**What you will do**
Return all of the items below word for word, leaving out the pictures.

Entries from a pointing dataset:
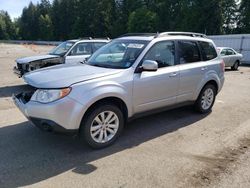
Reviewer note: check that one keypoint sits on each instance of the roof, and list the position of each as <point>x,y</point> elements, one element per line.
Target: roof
<point>89,40</point>
<point>168,35</point>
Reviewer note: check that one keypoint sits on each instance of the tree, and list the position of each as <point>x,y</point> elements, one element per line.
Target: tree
<point>45,25</point>
<point>244,17</point>
<point>229,10</point>
<point>7,28</point>
<point>142,20</point>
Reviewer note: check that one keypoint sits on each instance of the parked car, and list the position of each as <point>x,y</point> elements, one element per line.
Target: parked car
<point>68,52</point>
<point>126,78</point>
<point>230,56</point>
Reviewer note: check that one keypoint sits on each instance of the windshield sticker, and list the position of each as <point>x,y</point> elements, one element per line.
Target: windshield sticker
<point>133,45</point>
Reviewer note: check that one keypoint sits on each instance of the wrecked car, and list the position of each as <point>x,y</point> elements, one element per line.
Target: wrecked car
<point>68,52</point>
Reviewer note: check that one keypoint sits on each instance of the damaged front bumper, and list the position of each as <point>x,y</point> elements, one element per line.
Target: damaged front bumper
<point>33,112</point>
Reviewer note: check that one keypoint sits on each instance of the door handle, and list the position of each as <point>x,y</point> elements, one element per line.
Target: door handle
<point>204,68</point>
<point>174,74</point>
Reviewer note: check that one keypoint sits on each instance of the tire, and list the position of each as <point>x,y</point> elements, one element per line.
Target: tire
<point>206,99</point>
<point>235,66</point>
<point>96,130</point>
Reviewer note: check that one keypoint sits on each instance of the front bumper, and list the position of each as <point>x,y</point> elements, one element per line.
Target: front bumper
<point>62,116</point>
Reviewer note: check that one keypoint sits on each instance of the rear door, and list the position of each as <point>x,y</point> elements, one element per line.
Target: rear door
<point>79,52</point>
<point>97,45</point>
<point>192,69</point>
<point>231,57</point>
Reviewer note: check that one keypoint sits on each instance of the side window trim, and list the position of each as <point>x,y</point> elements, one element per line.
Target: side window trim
<point>178,51</point>
<point>175,56</point>
<point>89,43</point>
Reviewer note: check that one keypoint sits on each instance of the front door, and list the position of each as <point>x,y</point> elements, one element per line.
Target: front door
<point>157,89</point>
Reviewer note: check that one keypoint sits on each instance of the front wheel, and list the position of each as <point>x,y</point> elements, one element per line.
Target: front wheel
<point>206,99</point>
<point>102,126</point>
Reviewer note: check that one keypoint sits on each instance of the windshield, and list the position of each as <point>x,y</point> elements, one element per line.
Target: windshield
<point>62,48</point>
<point>117,54</point>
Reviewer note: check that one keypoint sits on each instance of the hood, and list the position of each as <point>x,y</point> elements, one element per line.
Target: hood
<point>35,58</point>
<point>65,75</point>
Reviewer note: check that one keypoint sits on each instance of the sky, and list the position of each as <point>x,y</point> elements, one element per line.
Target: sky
<point>15,7</point>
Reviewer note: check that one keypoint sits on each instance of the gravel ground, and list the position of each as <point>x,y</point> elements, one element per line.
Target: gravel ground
<point>176,148</point>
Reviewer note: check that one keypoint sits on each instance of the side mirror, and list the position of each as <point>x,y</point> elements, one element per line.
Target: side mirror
<point>149,65</point>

**Task output**
Reviewer note: check that one keypoint sits on each instance of the roof, and list the position of each as <point>x,y</point> elements, one element per line.
Target: roof
<point>89,40</point>
<point>168,35</point>
Reviewer note: check that one keypoint sits on each instance of the tree, and list the position of each as <point>x,y</point> elements, one element per line.
Target: tree
<point>45,25</point>
<point>244,17</point>
<point>229,10</point>
<point>7,28</point>
<point>142,20</point>
Reviewer note: check that one keypoint sits on each instance of the parked car, and list the position of each as <point>x,y</point> elements, one element per line.
Target: parked car
<point>68,52</point>
<point>126,78</point>
<point>230,56</point>
Reviewer note: check that one keypoint sits on each instance of the windshield sticker, and list the position of each as <point>x,y</point> elements, one element per line.
Target: windshield sticker
<point>133,45</point>
Reviewer note: check that one keypoint sits on each instance of the wrecked car, and list the position of each as <point>x,y</point> elements, one element per line.
Target: wrecked car
<point>68,52</point>
Reviewer note: check that one keypoint sits on each instance of the damaged front bumper, and list the position of each as <point>x,y</point> elements, one element per line.
Target: damaged front bumper
<point>33,112</point>
Reviewer note: check that one keypoint sits on each instance of the door handle, and list the position of each as <point>x,y</point> elements, one element per line.
Target: door handle
<point>204,68</point>
<point>174,74</point>
Reviewer note: check that one keypoint sits on each instance of the tire, and list the position of each as <point>x,y</point> elements, one element per line.
Target: tire
<point>206,99</point>
<point>235,66</point>
<point>96,130</point>
Reviewer note: check that one keypoint sits on each instance of the front bumper, and list the position of each as <point>x,y</point> elements, one element per line.
Target: front bumper
<point>62,116</point>
Reviewer note: check that one keypoint sits on each instance of the rear door, and list the position of each as <point>x,y</point> elements, one element per line.
Target: rear door
<point>79,52</point>
<point>97,45</point>
<point>192,69</point>
<point>231,57</point>
Reviewer note: check that one keypoint sits on each instance of the side window trim, and list the position of each as <point>x,y</point> elements, one element per line.
Target: side window trim
<point>178,51</point>
<point>175,56</point>
<point>89,43</point>
Reviewer note: check that one keypoint sits on each instance of the front door, and list the position of each as <point>x,y</point> elements, one element per line.
Target: front door
<point>157,89</point>
Reviewer note: check that one keypoint sits on each instance of the front wheel, and list the position of each as <point>x,y</point> elements, one element per line.
Target: front wheel
<point>206,99</point>
<point>102,126</point>
Reviewer note: check that one keypoint sits on each instance of the windshield, and list the position of each as <point>x,y</point> elements, one element per line.
Target: windshield
<point>62,48</point>
<point>117,54</point>
Reviewer note: check that one keypoint sits on each instance of the hood, and list the position of each as <point>x,y</point> elements, one element per line.
Target: hood
<point>35,58</point>
<point>65,75</point>
Reviewer note: check that one keypoint sits on each instance of the sky, and list the position of each as <point>x,y</point> elements, one element per line.
Target: sky
<point>15,7</point>
Reviewer note: check that one keypoint sits on each instance of the gravel ground, and list the position of each as <point>x,y</point> elements, one element per line.
Target: gravel ground
<point>176,148</point>
Reviewer note: check that one keypoint sits on each instance of the side mirror, and list the position of each as <point>x,y</point> elements, one element per line.
Target: side mirror
<point>149,65</point>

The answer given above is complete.